- DOCUMENT PASSAGE
>>>>
To use Word2Vec, we import the corresponding module

In [2]:
from gensim.models import word2vec

Next we create a dummy set of sentences to train the Word2Vec model associated with the wrapper.

In [3]:
sentences = [
    ['human', 'interface', 'computer'],
    ['survey', 'user', 'computer', 'system', 'response', 'time'],
    ['eps', 'user', 'interface', 'system'],
    ['system', 'human', 'system', 'eps'],
    ['user', 'response', 'time'],
    ['trees'],
    ['graph', 'trees'],
    ['graph', 'minors', 'trees'],
    ['graph', 'minors', 'survey']
]

Then, we call the wrapper and pass appropriate parameters.

In [4]:
model = word2vec.Word2Vec(sentences, size=100, min_count=1, hs=1)



We can use methods and atributes associated with the Word2Vec model on the model returned by the wrapper.

In [5]:
sims = model.most_similar('graph', topn=10)   #words most similar to 'graph'
print sims

[('human', 0.21846070885658264), ('eps', 0.14406150579452515), ('system', 0.12887781858444214), ('time', 0.12749384343624115), ('computer', 0.10715052485466003), ('minors', 0.08211945742368698), ('user', 0.031229231506586075), ('interface', 0.016254138201475143), ('trees', 0.005966879427433014), ('survey', -0.10215148329734802)]


As with Word2Vec models, the results obtained after training on small input can be unexpected. 

#### Integration with Keras : Cosine Similarity Task

As an example of using the wrapper with Keras, we try to use the wrapper for word similarity task where we compute the cosine distance as a measure of similarity between the two words.

In [6]:
import numpy as np
from keras.engine import Input
from keras.models import Model
from keras.layers import merge

We would use the layer returned by the function `get_embedding_layer` in the Keras model.
<<<<
- INFORMATION SUPPLIED
>>>>
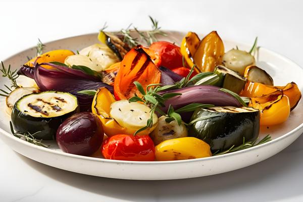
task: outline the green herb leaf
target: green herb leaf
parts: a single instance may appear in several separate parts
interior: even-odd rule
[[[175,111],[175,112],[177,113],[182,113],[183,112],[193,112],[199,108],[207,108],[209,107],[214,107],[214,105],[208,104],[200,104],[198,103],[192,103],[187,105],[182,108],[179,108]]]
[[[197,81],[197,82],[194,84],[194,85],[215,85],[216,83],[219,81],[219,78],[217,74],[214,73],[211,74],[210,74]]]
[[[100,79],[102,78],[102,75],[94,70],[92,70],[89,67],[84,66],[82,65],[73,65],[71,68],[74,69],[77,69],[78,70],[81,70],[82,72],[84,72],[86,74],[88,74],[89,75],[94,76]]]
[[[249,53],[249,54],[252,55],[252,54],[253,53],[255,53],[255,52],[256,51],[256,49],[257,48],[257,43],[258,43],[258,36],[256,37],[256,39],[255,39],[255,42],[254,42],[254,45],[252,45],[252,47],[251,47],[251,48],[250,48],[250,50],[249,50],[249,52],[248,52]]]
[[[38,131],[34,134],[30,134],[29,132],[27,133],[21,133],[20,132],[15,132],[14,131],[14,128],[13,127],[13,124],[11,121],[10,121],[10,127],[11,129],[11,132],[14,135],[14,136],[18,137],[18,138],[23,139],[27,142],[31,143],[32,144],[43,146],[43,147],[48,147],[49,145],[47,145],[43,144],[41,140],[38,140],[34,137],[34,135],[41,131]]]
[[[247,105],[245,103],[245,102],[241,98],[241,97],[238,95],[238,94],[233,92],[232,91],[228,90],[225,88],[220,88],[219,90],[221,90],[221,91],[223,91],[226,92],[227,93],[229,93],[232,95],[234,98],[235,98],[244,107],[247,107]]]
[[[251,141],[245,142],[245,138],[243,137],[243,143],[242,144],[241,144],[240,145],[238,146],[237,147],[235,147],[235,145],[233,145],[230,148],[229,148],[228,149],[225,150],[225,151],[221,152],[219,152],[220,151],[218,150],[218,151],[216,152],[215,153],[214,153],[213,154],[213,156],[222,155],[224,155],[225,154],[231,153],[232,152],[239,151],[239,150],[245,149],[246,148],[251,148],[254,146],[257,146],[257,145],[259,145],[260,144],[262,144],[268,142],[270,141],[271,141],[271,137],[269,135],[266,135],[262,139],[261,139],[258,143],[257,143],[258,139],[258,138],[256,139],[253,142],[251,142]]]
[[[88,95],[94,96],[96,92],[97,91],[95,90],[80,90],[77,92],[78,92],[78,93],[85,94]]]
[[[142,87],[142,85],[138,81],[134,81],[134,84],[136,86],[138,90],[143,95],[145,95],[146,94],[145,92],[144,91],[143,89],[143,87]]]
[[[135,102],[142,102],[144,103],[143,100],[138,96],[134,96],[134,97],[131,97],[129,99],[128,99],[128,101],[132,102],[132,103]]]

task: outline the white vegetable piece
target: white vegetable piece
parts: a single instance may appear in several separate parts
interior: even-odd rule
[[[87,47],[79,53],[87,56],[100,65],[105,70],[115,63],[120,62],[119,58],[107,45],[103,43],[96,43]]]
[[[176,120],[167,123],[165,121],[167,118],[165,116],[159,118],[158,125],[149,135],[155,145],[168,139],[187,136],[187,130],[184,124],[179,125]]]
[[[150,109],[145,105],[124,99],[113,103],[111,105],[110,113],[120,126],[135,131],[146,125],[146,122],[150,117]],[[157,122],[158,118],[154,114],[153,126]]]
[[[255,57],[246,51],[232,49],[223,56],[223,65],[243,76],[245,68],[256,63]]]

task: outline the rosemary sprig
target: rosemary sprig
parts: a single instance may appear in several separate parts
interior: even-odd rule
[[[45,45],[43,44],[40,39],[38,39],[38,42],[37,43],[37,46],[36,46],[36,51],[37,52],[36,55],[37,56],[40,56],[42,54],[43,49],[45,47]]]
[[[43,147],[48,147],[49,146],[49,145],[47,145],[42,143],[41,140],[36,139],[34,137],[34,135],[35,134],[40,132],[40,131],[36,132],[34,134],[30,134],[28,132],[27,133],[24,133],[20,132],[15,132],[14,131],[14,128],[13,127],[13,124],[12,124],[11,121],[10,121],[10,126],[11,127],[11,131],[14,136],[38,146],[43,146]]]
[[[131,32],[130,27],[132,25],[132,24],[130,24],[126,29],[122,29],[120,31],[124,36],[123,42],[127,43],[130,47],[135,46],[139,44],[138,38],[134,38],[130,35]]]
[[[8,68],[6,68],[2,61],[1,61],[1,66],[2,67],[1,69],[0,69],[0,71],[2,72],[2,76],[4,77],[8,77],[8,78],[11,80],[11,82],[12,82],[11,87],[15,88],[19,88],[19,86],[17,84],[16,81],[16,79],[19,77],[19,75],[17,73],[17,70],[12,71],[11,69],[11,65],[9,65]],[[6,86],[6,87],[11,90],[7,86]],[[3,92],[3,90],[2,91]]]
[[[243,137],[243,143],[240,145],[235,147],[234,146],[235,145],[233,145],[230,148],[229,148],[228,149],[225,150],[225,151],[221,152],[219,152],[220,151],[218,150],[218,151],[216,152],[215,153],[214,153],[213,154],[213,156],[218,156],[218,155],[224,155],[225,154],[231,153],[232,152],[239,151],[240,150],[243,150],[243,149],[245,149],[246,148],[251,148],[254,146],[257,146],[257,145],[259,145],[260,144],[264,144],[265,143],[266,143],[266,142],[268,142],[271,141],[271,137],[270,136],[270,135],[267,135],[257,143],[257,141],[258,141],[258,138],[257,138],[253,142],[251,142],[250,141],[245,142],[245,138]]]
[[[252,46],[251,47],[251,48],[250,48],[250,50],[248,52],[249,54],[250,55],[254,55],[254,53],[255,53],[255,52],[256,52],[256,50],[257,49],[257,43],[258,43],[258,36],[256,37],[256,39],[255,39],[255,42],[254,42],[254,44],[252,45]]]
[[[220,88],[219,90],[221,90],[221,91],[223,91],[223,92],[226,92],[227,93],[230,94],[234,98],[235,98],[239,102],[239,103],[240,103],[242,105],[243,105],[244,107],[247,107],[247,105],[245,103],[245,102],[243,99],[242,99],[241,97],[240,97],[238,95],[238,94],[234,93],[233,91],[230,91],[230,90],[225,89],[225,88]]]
<<<<
- TASKS TO PERFORM
1) Summarize the Word2Vec tutorial in two sentences.
2) Write out everything in the Word2Vec tutorial from "We can use methods" down to "can be unexpected.".
3) Extend the Word2Vec tutorial onward from its final sentence.
The entries are drawn from a different source than the text.

- ANSWERS GIVEN
1) The Word2Vec tutorial imports gensim's word2vec module, trains a Word2Vec model through the wrapper on a dummy set of sentences, and queries the returned model for the words most similar to 'graph'. It notes that results from training on small input can be unexpected, then begins an example of using the wrapper with Keras for a word similarity task that computes cosine distance between two words, using the layer returned by `get_embedding_layer`.

2)
We can use methods and atributes associated with the Word2Vec model on the model returned by the wrapper.

In [5]:
sims = model.most_similar('graph', topn=10)   #words most similar to 'graph'
print sims

[('human', 0.21846070885658264), ('eps', 0.14406150579452515), ('system', 0.12887781858444214), ('time', 0.12749384343624115), ('computer', 0.10715052485466003), ('minors', 0.08211945742368698), ('user', 0.031229231506586075), ('interface', 0.016254138201475143), ('trees', 0.005966879427433014), ('survey', -0.10215148329734802)]


As with Word2Vec models, the results obtained after training on small input can be unexpected.

3)
In [7]:
model_wv = model.wv
embedding_layer = model_wv.get_embedding_layer()

Next, we construct the Keras model. 

In [8]:
input_a = Input(shape=(1,), dtype='int32', name='input_a')
input_b = Input(shape=(1,), dtype='int32', name='input_b')
embedding_a = embedding_layer(input_a)
embedding_b = embedding_layer(input_b)
similarity = merge([embedding_a, embedding_b], mode='cos', dot_axes=2)

keras_model = Model(input=[input_a, input_b], output=similarity)
keras_model.compile(optimizer='sgd', loss='mse')

Now, we input the two words which we wish to compare and retrieve the value predicted by the model as the similarity score of the two words. 

In [9]:
word_a = 'graph'
word_b = 'trees'
output = keras_model.predict([np.asarray([model.wv.vocab[word_a].index]), np.asarray([model.wv.vocab[word_b].index])])    #prob of occuring together
print output

[[[[ 0.00596689]]]]


#### Integration with Keras : 20NewsGroups Task

To see how this wrapper could be used while dealing with a real supervised task, we consider the [20NewsGroups](qwone.com/~jason/20Newsgroups/) task. Here, we take a smaller version of this data by taking a subset of the documents to be classified. First, we import the necessary modules.

In [10]:
import os
import sys
import keras
import numpy as np
from gensim.models import word2vec
from keras.models import Model
from keras.preprocessing.text import Tokenizer
from keras.preprocessing.sequence import pad_sequences
from keras.utils.np_utils import to_categorical
from keras.layers import Input, Dense, Flatten
from keras.layers import Conv1D, MaxPooling1D

# datapath = './datasets/'
datapath = '../../gensim/test/test_data/'

As the first step of the task, we iterate over the folder in which our text samples are stored, and format them into a list of samples. Also, we prepare at the same time a list of class indices matching the samples.

In [11]:
TEXT_DATA_DIR = datapath + '20_newsgroup_keras/'

texts = []  # list of text samples
labels_index = {}  # dictionary mapping label name to numeric id
labels = []  # list of label ids
for name in sorted(os.listdir(TEXT_DATA_DIR)):
    path = os.path.join(TEXT_DATA_DIR, name)
    if os.path.isdir(path):
        label_id = len(labels_index)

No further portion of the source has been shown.